Dr. Kora DeBeck

Dr. Kora DeBeck, PhD, is a Research Scientist with the BC Centre on Substance Use and Associate Professor in the School of Public Policy at Simon Fraser University. She holds a Michael Smith Foundation for Health Research/St. Paul’s Hospital Foundation-PHCRI Career Scholar Award.

Dr. DeBeck is the Principal Investigator of the At-Risk Youth Study (ARYS), an ongoing prospective cohort study of >1,000 street-involved youth who use drugs in Vancouver. The cohort began in 2005 and is funded by the Canadian Institutes of Health Research and the US National Institutes for Health Research. ARYS aims to explore the individual, social, economic, and environmental factors that influence the health and well-being of street-involved children, youth, and young adults in Vancouver.

-------

** Assigned task 1 **
In the profile of Dr. Kora DeBeck above, does each statement agree with the text? Answer yes or no for each, and quote the deciding words.
(a) The At-Risk Youth Study cohort began in 2005.
(b) Dr. DeBeck is a Full Professor at Simon Fraser University.
(c) The study follows street-involved youth in Toronto.
** Assigned task 2 **
Reproduce the passage of the profile of Dr. Kora DeBeck above that lies between "Dr. DeBeck is" and "adults in Vancouver.", inclusive.
** Assigned task 3 **
Answer these questions from the profile of Dr. Kora DeBeck above.
(a) In which school at Simon Fraser University does she hold her faculty post?
(b) Which two bodies fund the At-Risk Youth Study cohort?
(c) What award does she hold?

** Provided data **
-------

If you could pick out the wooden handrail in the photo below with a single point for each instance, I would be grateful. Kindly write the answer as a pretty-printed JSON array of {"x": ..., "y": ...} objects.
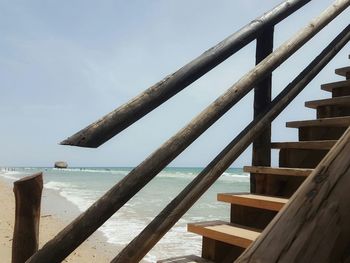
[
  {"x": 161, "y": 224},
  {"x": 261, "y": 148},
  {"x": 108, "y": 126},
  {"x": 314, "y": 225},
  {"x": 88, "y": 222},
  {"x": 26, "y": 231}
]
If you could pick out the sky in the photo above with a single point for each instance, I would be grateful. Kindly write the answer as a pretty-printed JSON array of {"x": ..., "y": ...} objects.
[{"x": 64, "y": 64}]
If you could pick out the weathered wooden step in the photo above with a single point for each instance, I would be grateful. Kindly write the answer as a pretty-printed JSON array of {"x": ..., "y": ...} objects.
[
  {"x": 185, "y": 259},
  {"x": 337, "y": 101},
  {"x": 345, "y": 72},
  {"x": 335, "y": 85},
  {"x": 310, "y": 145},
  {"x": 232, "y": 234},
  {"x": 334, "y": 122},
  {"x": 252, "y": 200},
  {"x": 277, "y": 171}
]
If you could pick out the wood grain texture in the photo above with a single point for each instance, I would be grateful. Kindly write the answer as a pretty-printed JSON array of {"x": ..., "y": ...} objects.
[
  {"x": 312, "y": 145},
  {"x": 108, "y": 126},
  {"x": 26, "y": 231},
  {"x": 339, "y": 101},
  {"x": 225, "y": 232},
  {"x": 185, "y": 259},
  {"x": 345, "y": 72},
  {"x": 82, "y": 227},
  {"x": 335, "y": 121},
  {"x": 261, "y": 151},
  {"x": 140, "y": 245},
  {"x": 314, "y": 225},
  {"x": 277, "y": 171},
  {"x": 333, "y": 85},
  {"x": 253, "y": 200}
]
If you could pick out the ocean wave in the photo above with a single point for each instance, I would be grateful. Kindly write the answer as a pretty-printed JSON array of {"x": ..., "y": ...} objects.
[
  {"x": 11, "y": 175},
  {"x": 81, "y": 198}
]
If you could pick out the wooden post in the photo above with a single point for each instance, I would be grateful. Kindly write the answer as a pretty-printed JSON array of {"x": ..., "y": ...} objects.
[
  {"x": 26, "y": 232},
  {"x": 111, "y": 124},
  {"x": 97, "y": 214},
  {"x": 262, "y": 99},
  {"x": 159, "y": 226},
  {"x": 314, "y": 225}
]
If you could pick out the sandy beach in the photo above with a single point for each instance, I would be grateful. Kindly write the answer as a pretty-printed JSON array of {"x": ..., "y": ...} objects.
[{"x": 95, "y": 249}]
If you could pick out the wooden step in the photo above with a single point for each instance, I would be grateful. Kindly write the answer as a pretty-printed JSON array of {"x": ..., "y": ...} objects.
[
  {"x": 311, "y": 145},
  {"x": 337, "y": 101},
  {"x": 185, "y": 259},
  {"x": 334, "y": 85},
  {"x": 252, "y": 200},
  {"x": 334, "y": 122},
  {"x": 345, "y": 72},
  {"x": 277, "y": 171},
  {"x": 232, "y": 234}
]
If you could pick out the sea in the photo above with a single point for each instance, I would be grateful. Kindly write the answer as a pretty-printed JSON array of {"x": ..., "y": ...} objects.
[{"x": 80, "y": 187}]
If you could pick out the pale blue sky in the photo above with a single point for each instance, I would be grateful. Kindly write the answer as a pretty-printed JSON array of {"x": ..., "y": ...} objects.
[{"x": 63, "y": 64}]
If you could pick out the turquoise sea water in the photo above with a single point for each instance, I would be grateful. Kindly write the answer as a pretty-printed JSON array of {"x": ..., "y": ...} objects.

-------

** Expected answer 1 **
(a) Yes: "The cohort began in 2005"
(b) No: "Associate Professor in the School of Public Policy at Simon Fraser University"
(c) No: "street-involved youth who use drugs in Vancouver"

** Expected answer 2 **
Dr. DeBeck is the Principal Investigator of the At-Risk Youth Study (ARYS), an ongoing prospective cohort study of >1,000 street-involved youth who use drugs in Vancouver. The cohort began in 2005 and is funded by the Canadian Institutes of Health Research and the US National Institutes for Health Research. ARYS aims to explore the individual, social, economic, and environmental factors that influence the health and well-being of street-involved children, youth, and young adults in Vancouver.

** Expected answer 3 **
(a) The School of Public Policy.
(b) The Canadian Institutes of Health Research and the US National Institutes for Health Research.
(c) A Michael Smith Foundation for Health Research/St. Paul’s Hospital Foundation-PHCRI Career Scholar Award.